> Exercise requirements: The full set of entries below needs to be written out exactly.

> Records for processing:

______________________________

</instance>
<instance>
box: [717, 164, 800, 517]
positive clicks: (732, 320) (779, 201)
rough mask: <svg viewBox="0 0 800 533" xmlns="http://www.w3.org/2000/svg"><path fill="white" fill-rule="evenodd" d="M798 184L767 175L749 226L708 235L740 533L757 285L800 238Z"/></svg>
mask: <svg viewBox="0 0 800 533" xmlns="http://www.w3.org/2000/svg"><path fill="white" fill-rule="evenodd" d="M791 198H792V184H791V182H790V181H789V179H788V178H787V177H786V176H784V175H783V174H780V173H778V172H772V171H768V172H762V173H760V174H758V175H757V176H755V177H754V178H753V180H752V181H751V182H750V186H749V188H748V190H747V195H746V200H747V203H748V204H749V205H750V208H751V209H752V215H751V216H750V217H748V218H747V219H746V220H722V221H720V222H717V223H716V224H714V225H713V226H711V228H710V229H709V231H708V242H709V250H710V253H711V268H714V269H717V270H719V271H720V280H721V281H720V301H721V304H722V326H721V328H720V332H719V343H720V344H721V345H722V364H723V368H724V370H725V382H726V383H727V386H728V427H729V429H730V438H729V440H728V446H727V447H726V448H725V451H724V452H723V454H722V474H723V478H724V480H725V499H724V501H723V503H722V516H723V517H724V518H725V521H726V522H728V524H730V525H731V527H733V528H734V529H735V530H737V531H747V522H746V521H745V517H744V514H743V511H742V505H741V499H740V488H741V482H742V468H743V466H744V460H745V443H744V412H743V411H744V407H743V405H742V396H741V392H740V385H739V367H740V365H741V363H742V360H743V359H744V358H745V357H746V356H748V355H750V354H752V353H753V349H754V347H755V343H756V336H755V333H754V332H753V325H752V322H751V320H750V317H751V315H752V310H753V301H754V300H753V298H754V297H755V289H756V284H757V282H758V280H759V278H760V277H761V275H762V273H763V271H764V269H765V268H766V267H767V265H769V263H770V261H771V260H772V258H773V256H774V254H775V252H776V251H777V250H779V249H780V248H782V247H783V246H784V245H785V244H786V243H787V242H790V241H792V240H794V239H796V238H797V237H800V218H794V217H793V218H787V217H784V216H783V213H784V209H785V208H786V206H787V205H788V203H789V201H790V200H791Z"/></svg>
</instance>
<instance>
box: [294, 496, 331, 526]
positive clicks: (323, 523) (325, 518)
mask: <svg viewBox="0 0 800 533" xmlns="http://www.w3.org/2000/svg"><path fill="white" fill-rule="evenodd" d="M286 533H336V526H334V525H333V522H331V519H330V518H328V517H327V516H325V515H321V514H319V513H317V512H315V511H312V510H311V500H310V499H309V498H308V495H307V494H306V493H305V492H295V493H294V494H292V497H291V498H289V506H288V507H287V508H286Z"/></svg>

______________________________

> Response to the exercise:
</instance>
<instance>
box: [717, 164, 800, 517]
positive clicks: (732, 320) (779, 201)
rough mask: <svg viewBox="0 0 800 533" xmlns="http://www.w3.org/2000/svg"><path fill="white" fill-rule="evenodd" d="M798 184L767 175L749 226L708 235L740 533L757 285L800 238Z"/></svg>
mask: <svg viewBox="0 0 800 533" xmlns="http://www.w3.org/2000/svg"><path fill="white" fill-rule="evenodd" d="M791 198H792V184H791V182H790V181H789V179H788V178H787V177H786V176H784V175H783V174H780V173H778V172H772V171H768V172H762V173H760V174H758V175H757V176H755V177H754V178H753V180H752V181H751V182H750V186H749V188H748V190H747V195H746V200H747V203H748V204H749V205H750V208H751V209H752V215H751V216H750V217H748V218H747V219H746V220H722V221H720V222H717V223H716V224H714V225H713V226H711V228H710V229H709V231H708V242H709V250H710V253H711V268H714V269H717V270H719V271H720V280H721V281H720V301H721V304H722V326H721V328H720V332H719V343H720V344H721V345H722V364H723V368H724V370H725V382H726V383H727V386H728V427H729V429H730V438H729V440H728V446H727V447H726V448H725V451H724V452H723V454H722V474H723V478H724V480H725V499H724V501H723V503H722V516H723V517H724V518H725V521H726V522H728V524H730V525H731V527H733V528H734V529H735V530H737V531H747V522H746V521H745V517H744V514H743V511H742V505H741V499H740V488H741V482H742V468H743V466H744V460H745V443H744V412H743V411H744V407H743V405H742V396H741V392H740V385H739V367H740V365H741V363H742V360H743V359H744V358H745V357H746V356H748V355H750V354H752V353H753V349H754V347H755V343H756V336H755V333H754V332H753V325H752V322H751V320H750V317H751V315H752V310H753V301H754V300H753V298H754V297H755V289H756V284H757V282H758V280H759V278H760V277H761V275H762V273H763V271H764V269H765V268H766V267H767V265H769V263H770V261H771V260H772V258H773V256H774V254H775V252H776V251H777V250H779V249H780V248H782V247H783V246H784V245H785V244H786V243H787V242H790V241H792V240H794V239H796V238H797V237H800V218H794V217H793V218H787V217H784V216H783V213H784V209H785V208H786V206H787V205H788V203H789V201H790V200H791Z"/></svg>
</instance>
<instance>
box: [294, 496, 331, 526]
positive clicks: (323, 523) (325, 518)
mask: <svg viewBox="0 0 800 533" xmlns="http://www.w3.org/2000/svg"><path fill="white" fill-rule="evenodd" d="M286 533H336V526H334V525H333V522H331V519H330V518H328V517H327V516H325V515H321V514H319V513H317V512H315V511H312V510H311V500H310V499H309V498H308V495H307V494H306V493H305V492H295V493H294V494H292V497H291V498H289V506H288V507H287V508H286Z"/></svg>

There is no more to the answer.